# Data extracts
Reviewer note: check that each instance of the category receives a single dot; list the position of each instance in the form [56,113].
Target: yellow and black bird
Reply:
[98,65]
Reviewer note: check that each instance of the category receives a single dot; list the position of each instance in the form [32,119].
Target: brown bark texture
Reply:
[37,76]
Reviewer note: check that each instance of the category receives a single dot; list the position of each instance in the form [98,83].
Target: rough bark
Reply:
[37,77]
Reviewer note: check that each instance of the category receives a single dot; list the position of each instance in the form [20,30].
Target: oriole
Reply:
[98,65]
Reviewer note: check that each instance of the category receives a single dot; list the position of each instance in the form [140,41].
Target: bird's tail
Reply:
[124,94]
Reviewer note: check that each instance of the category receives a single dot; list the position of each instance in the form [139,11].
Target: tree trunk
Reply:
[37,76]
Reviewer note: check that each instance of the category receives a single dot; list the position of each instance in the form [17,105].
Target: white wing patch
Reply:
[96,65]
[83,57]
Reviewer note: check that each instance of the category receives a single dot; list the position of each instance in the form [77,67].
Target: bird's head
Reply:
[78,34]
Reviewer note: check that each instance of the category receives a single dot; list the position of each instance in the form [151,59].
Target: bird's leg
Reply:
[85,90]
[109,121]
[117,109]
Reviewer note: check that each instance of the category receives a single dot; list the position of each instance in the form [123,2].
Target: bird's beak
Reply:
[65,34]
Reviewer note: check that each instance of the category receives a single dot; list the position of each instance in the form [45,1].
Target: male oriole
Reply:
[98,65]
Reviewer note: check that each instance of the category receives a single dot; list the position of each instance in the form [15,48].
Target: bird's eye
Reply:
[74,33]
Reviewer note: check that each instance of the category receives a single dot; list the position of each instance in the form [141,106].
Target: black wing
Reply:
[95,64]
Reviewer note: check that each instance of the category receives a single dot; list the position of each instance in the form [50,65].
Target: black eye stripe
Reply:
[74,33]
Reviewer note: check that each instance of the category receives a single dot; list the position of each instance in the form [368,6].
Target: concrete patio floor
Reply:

# Exercise objective
The reply should restate the records above in full, character for character.

# Written response
Reviewer note: check that each instance of the category receives a single dot; list the position of each instance in the form [56,113].
Target: yellow and black bird
Reply:
[98,65]
Reviewer note: check that each instance of the category receives a single dot; list the position of each instance in the form [32,119].
Target: brown bark texture
Reply:
[37,76]
Reviewer note: check that each instance of the category receives a single dot; list the position of each instance in the form [98,83].
Target: rough bark
Reply:
[37,77]
Reviewer note: check that each instance of the category receives a single dot; list the position of each instance in the form [20,30].
Target: oriole
Reply:
[98,65]
Reviewer note: check that each instance of the category receives a single dot; list the position of each instance in the form [140,41].
Target: bird's tail
Reply:
[124,94]
Reviewer note: check that each instance of the category receives a single dot; list the position of each instance in the form [139,11].
Target: tree trunk
Reply:
[37,76]
Reviewer note: check that each instance of the category receives a single dot; list the position of each instance in the form [17,105].
Target: white wing patch
Reply:
[96,65]
[83,57]
Reviewer note: check that each instance of the category receives a single dot; list the position of each instance in the form [77,67].
Target: bird's head
Reply:
[78,34]
Reviewer note: check that each instance of the category receives a single dot; list the position of each instance in the form [151,59].
Target: bird's leg
Reply:
[85,90]
[109,121]
[117,109]
Reviewer note: check that each instance of the category receives a single dot; list the position of each instance in the form [123,2].
Target: bird's beak
Reply:
[65,34]
Reviewer note: check that each instance of the category receives a single dot; list the position of each instance in the form [45,1].
Target: male oriole
Reply:
[98,65]
Reviewer note: check that each instance of the category receives a single dot; list the position of each instance in the form [15,48].
Target: bird's eye
Reply:
[74,33]
Reviewer note: check that each instance of the category receives a single dot; list the position of each instance in the form [141,106].
Target: black wing
Reply:
[95,64]
Reviewer note: check that each instance of the category receives a single dot; list the position of each instance in the form [50,65].
Target: black eye stripe
Reply:
[74,33]
Reviewer note: check that each instance of the category receives a single dot; list the position of each instance in the form [368,6].
Target: concrete patio floor
Reply:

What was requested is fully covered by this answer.